[Document extract]

=== Section Start ===

The rise in marijuana’s popularity among American youth since the late 1960s coincided with a surge in diagnosed cases of attention deficit disorder and its hyperactive variant, ADHD, a condition that Dr. Tom O’Connell likened to a “pediatric anxiety syndrome.” A retired thoracic surgeon and former captain in the U.S. Army Medical Corps, O’Connell had treated hundreds of wounded American soldiers during the Vietnam War. He came out of retirement in 2000 and began seeing medical-cannabis applicants in Oakland.
Over the years, O’Connell would compile a database and analyze usage patterns of six thousand patients. His findings would challenge both prohibitionists and drug-policy reformers who concurred that reefer ought to be a no-no for under-twenty-one-year-olds. “Each side in the modern pot debate is wedded to its own fairytale,” O’Connell blogged. He bemoaned that reform leaders “were nearly as clueless as the Feds — and equally susceptible to doctrinaire thinking when it comes to adolescent drug initiation and usage.”

=== Section End ===

Continue the passage about Dr. Tom O'Connell's medical-cannabis patient research, starting after its final sentence.

Point localization data:
=== Section Start ===

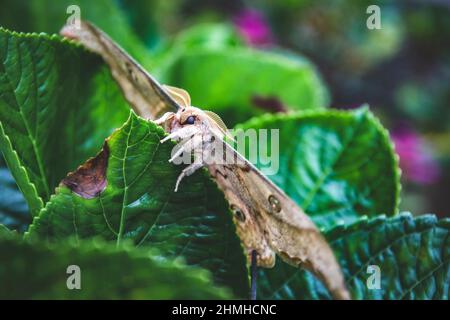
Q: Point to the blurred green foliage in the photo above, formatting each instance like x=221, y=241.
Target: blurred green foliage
x=241, y=60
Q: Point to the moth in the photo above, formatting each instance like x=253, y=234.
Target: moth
x=267, y=221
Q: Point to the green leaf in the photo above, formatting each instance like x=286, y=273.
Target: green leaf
x=14, y=212
x=33, y=270
x=413, y=255
x=239, y=82
x=336, y=165
x=139, y=204
x=49, y=16
x=53, y=100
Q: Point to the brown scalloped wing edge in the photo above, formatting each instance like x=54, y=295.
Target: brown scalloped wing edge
x=89, y=180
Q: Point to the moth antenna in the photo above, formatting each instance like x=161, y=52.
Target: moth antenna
x=181, y=96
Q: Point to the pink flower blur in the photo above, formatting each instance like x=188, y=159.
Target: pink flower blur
x=416, y=160
x=252, y=25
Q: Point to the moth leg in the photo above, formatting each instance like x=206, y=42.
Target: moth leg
x=188, y=171
x=190, y=145
x=181, y=134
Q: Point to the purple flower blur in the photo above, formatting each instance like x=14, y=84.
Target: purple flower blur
x=252, y=25
x=416, y=159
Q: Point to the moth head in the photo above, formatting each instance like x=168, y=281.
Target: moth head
x=189, y=116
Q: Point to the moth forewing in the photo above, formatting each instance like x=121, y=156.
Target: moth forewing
x=269, y=222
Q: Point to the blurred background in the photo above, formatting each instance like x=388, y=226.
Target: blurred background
x=401, y=70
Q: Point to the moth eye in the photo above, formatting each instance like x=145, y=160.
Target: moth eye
x=274, y=203
x=190, y=120
x=238, y=213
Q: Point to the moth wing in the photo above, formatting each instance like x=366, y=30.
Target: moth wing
x=147, y=97
x=221, y=126
x=286, y=228
x=181, y=96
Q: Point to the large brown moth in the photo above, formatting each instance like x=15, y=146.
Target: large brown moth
x=268, y=222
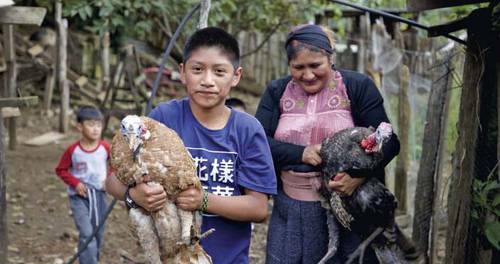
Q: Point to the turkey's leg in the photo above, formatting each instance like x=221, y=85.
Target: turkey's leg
x=360, y=251
x=333, y=236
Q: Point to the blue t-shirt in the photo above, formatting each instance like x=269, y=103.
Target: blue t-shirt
x=227, y=160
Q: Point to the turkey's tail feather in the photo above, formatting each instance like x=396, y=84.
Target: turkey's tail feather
x=390, y=245
x=359, y=253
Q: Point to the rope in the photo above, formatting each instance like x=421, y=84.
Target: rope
x=166, y=54
x=96, y=229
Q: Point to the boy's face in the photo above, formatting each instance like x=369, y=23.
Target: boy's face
x=208, y=76
x=90, y=129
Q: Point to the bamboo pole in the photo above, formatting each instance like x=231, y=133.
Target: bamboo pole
x=105, y=43
x=3, y=201
x=62, y=25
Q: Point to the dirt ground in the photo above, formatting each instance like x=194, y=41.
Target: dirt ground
x=40, y=226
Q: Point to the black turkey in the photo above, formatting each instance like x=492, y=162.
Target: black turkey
x=369, y=211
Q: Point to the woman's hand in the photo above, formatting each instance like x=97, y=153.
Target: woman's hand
x=311, y=155
x=190, y=199
x=81, y=189
x=345, y=185
x=150, y=197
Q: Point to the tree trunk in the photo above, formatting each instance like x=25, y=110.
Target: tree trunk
x=462, y=246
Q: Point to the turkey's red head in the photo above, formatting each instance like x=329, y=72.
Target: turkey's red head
x=375, y=141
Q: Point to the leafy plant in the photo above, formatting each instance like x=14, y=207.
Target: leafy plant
x=486, y=209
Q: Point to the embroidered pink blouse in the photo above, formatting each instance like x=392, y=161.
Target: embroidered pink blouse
x=308, y=119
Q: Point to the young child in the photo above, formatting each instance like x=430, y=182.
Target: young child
x=229, y=149
x=84, y=167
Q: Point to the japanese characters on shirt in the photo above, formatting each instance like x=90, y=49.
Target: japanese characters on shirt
x=216, y=170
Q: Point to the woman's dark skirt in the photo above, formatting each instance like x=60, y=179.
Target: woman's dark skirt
x=298, y=234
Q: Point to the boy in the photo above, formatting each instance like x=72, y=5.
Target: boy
x=236, y=104
x=84, y=167
x=229, y=148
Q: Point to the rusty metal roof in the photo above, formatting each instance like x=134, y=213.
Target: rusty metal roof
x=419, y=5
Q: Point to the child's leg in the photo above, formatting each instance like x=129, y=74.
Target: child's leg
x=81, y=215
x=102, y=206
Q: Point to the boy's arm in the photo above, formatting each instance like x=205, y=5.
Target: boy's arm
x=252, y=206
x=151, y=198
x=62, y=169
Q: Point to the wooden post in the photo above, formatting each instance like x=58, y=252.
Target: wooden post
x=3, y=202
x=429, y=162
x=204, y=10
x=459, y=201
x=49, y=90
x=360, y=65
x=401, y=174
x=62, y=25
x=10, y=77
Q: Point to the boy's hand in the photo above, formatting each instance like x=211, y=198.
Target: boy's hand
x=150, y=197
x=311, y=155
x=190, y=199
x=81, y=189
x=346, y=185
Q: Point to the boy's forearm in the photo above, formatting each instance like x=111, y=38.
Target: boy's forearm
x=115, y=187
x=249, y=207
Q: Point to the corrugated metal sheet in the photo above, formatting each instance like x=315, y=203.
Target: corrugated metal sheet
x=419, y=5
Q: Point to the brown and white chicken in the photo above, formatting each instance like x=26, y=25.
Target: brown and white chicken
x=145, y=150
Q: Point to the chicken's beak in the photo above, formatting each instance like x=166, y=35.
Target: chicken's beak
x=131, y=141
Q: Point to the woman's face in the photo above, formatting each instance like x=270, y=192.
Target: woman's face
x=311, y=70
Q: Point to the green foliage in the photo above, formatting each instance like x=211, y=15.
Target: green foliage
x=486, y=209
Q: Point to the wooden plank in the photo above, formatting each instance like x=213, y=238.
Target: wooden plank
x=18, y=101
x=47, y=138
x=11, y=77
x=22, y=15
x=8, y=112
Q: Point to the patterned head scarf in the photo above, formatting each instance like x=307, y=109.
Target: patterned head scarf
x=311, y=35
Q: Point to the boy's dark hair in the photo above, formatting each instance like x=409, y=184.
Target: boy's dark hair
x=213, y=37
x=88, y=113
x=235, y=102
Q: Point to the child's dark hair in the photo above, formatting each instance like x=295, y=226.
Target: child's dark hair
x=88, y=113
x=235, y=102
x=213, y=37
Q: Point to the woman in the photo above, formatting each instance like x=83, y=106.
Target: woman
x=297, y=113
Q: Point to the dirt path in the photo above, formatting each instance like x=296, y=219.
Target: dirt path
x=40, y=226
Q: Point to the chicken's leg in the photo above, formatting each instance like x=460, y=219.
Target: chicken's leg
x=143, y=227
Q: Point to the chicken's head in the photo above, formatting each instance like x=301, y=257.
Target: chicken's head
x=375, y=141
x=134, y=131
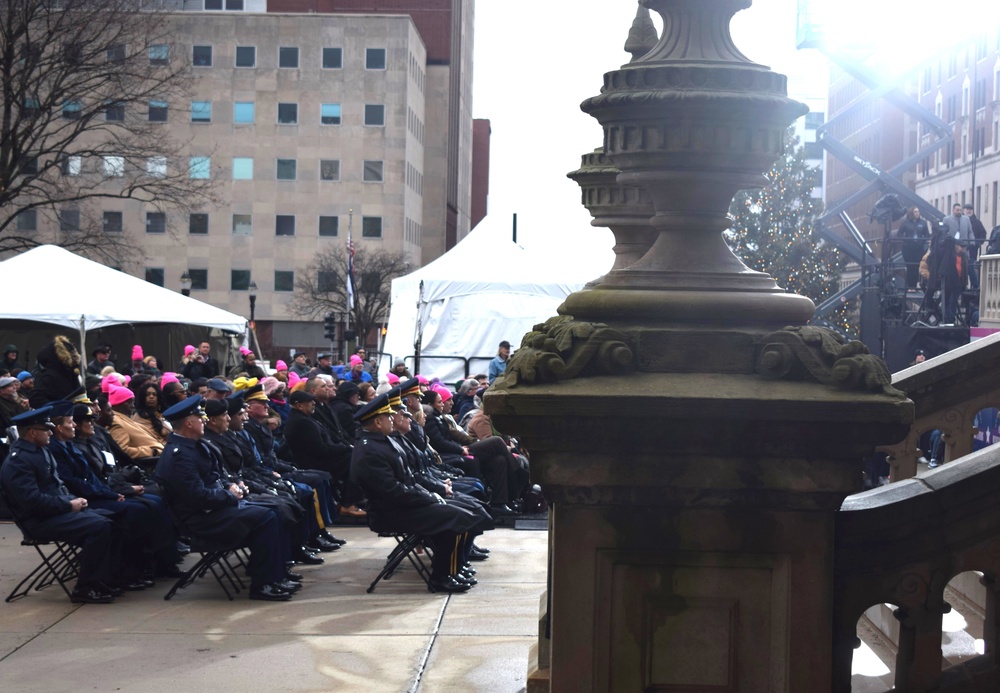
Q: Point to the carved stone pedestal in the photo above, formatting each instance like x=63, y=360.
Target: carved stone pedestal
x=692, y=527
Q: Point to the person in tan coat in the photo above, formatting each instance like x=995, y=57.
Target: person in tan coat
x=131, y=436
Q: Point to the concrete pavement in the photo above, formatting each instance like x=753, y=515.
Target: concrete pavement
x=332, y=636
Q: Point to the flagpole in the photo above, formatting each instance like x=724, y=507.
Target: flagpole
x=350, y=278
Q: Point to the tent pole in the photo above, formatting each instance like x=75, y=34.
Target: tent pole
x=83, y=350
x=420, y=330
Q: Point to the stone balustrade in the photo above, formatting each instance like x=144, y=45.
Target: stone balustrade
x=989, y=291
x=947, y=393
x=902, y=544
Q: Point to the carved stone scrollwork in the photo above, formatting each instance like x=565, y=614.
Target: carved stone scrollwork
x=561, y=348
x=822, y=355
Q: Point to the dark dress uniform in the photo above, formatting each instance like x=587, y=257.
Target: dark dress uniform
x=194, y=493
x=396, y=503
x=42, y=503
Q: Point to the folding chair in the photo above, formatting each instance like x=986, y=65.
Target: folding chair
x=60, y=560
x=220, y=563
x=407, y=546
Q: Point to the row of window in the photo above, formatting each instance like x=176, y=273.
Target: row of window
x=244, y=112
x=331, y=58
x=242, y=224
x=239, y=279
x=200, y=168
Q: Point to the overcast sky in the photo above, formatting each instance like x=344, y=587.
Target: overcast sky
x=535, y=62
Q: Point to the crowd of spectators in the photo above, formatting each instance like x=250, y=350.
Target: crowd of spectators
x=147, y=459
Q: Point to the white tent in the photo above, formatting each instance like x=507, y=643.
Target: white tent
x=61, y=288
x=484, y=290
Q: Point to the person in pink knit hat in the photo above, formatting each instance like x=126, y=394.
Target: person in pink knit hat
x=281, y=371
x=357, y=374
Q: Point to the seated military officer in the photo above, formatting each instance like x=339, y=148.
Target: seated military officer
x=49, y=512
x=397, y=503
x=214, y=514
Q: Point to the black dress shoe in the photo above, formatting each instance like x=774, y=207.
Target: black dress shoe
x=332, y=539
x=448, y=584
x=270, y=593
x=172, y=572
x=308, y=558
x=466, y=579
x=287, y=586
x=318, y=543
x=91, y=595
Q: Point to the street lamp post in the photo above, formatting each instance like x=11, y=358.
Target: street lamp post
x=253, y=308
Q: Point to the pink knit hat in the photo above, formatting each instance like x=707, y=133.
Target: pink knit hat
x=117, y=395
x=444, y=392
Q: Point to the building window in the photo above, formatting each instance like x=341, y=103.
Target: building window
x=374, y=114
x=242, y=224
x=329, y=113
x=69, y=220
x=201, y=111
x=329, y=169
x=375, y=59
x=372, y=172
x=284, y=280
x=243, y=168
x=199, y=279
x=333, y=58
x=239, y=280
x=70, y=165
x=115, y=53
x=156, y=222
x=114, y=166
x=371, y=227
x=159, y=54
x=246, y=56
x=286, y=169
x=243, y=112
x=288, y=56
x=154, y=275
x=199, y=167
x=329, y=226
x=327, y=281
x=157, y=111
x=156, y=166
x=288, y=113
x=27, y=220
x=201, y=56
x=284, y=225
x=114, y=112
x=71, y=110
x=198, y=223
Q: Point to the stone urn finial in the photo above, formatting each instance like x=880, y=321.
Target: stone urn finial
x=642, y=36
x=691, y=122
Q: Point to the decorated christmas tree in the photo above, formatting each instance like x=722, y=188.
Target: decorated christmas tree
x=772, y=230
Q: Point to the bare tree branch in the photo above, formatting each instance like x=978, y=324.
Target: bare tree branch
x=85, y=86
x=321, y=287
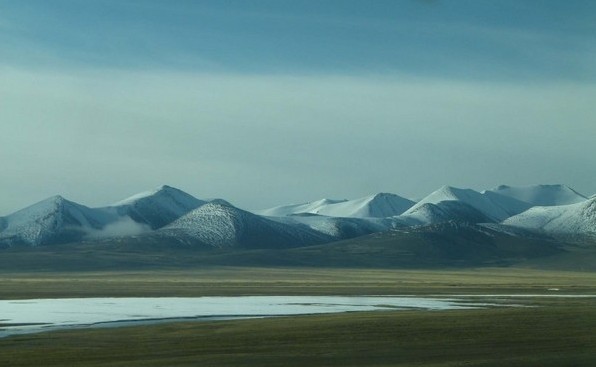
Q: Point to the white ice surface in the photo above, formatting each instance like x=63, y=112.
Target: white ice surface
x=78, y=312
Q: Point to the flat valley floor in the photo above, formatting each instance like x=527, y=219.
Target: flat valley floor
x=544, y=331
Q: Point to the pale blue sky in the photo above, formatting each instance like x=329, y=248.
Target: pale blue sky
x=271, y=102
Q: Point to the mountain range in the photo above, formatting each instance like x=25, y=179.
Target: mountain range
x=168, y=216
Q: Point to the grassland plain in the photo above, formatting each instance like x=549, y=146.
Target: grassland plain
x=555, y=332
x=226, y=281
x=558, y=334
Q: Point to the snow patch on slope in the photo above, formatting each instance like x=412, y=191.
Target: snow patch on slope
x=158, y=207
x=576, y=218
x=221, y=225
x=53, y=220
x=376, y=206
x=541, y=195
x=493, y=206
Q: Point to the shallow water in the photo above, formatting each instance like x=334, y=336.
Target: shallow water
x=36, y=315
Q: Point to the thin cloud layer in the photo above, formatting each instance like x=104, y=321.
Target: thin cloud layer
x=264, y=140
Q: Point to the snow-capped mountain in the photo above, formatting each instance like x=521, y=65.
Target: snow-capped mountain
x=378, y=206
x=541, y=195
x=158, y=207
x=168, y=215
x=53, y=220
x=219, y=224
x=444, y=211
x=491, y=205
x=579, y=218
x=341, y=227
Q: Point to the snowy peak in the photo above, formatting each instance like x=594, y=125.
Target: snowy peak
x=490, y=206
x=50, y=221
x=381, y=205
x=158, y=207
x=221, y=225
x=309, y=207
x=542, y=195
x=579, y=218
x=444, y=211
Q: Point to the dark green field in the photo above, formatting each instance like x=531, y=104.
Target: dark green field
x=551, y=335
x=553, y=332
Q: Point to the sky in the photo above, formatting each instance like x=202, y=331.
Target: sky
x=265, y=103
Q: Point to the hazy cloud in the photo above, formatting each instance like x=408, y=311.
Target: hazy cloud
x=259, y=140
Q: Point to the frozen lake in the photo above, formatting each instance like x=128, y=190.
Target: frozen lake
x=36, y=315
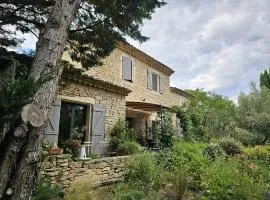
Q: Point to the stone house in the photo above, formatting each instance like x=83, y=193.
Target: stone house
x=129, y=85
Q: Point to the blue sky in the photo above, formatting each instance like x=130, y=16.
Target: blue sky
x=219, y=45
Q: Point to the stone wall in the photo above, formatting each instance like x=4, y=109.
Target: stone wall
x=111, y=71
x=61, y=169
x=114, y=103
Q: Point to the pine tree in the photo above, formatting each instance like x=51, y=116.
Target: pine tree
x=265, y=79
x=89, y=31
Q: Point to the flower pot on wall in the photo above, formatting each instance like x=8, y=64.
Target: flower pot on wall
x=56, y=151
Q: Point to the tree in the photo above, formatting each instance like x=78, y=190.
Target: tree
x=89, y=30
x=207, y=115
x=265, y=79
x=253, y=111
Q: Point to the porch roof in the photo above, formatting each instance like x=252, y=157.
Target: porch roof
x=143, y=106
x=76, y=75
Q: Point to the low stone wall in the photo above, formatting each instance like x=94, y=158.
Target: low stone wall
x=62, y=169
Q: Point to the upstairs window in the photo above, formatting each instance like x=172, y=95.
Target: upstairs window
x=127, y=68
x=155, y=82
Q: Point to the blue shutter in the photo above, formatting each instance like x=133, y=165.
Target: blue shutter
x=149, y=80
x=179, y=129
x=98, y=129
x=127, y=68
x=161, y=84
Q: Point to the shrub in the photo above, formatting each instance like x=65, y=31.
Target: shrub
x=129, y=191
x=230, y=146
x=181, y=181
x=166, y=158
x=212, y=151
x=246, y=137
x=258, y=152
x=47, y=191
x=144, y=170
x=228, y=179
x=164, y=129
x=189, y=157
x=121, y=133
x=128, y=148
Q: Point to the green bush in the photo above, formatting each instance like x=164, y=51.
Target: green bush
x=166, y=158
x=228, y=179
x=189, y=157
x=258, y=152
x=47, y=191
x=182, y=182
x=128, y=148
x=143, y=169
x=230, y=146
x=212, y=151
x=246, y=137
x=121, y=133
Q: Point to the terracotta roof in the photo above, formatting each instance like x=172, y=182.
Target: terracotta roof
x=77, y=76
x=140, y=55
x=181, y=92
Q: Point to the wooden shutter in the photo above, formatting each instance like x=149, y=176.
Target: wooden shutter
x=179, y=129
x=52, y=127
x=127, y=68
x=149, y=80
x=149, y=129
x=161, y=84
x=98, y=129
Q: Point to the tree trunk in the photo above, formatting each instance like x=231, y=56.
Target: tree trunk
x=21, y=154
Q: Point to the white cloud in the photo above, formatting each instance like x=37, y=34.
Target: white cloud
x=217, y=45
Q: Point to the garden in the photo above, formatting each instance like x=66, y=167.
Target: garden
x=224, y=153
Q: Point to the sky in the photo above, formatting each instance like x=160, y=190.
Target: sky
x=218, y=45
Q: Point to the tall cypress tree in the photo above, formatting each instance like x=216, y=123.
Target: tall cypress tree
x=265, y=78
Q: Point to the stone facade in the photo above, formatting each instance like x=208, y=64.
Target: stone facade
x=61, y=169
x=115, y=103
x=111, y=71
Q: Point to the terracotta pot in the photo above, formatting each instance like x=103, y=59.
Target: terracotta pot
x=56, y=151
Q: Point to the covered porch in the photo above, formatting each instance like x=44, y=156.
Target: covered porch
x=141, y=117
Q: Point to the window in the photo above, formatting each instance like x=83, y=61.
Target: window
x=72, y=121
x=155, y=82
x=127, y=68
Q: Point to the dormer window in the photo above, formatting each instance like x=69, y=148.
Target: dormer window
x=127, y=68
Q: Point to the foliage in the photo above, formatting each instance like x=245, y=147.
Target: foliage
x=247, y=137
x=255, y=108
x=164, y=130
x=191, y=175
x=166, y=158
x=229, y=179
x=46, y=146
x=47, y=191
x=258, y=152
x=123, y=139
x=16, y=88
x=189, y=157
x=97, y=26
x=128, y=148
x=207, y=115
x=81, y=190
x=265, y=79
x=212, y=151
x=230, y=146
x=129, y=191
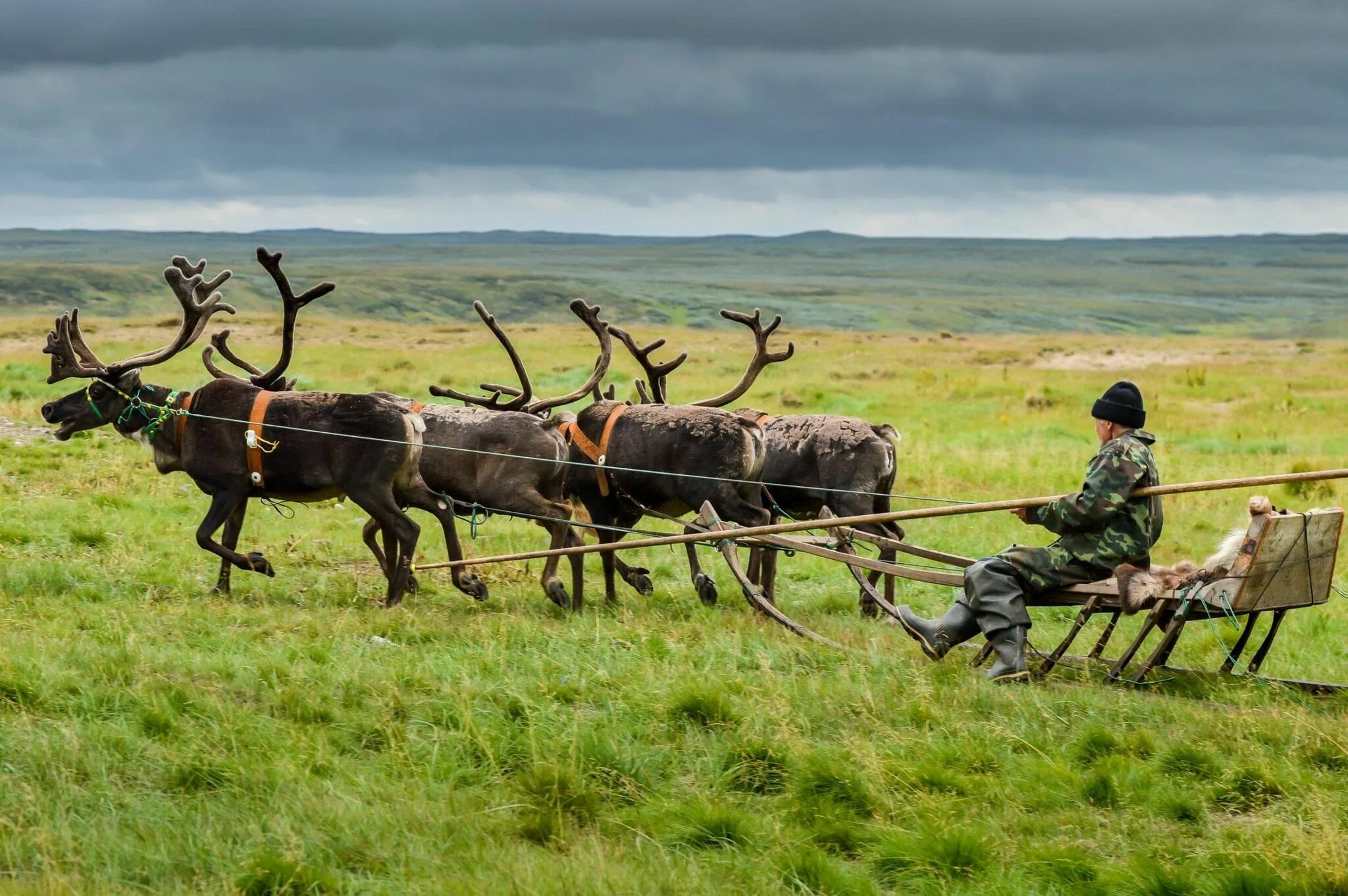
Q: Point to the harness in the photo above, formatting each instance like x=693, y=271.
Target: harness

=== Section End ===

[Exercise response]
Why do some young people who experiment with cannabis become daily users? Are their claims of medical use credible? Dr. O’Connell found that the vast majority of medical-marijuana applicants were already chronic users before they walked through the door of the dispensary. (People who try marijuana and have an unpleasant experience generally don’t go to physicians for letters of recommendation.) The everyday smokers he interviewed had remarkably similar medical and social histories. O’Connell determined that the main reason young people smoke cannabis on a regular basis is because it is a safe and effective way to relieve anxiety and other mood disorders associated with insecurity and low self-esteem.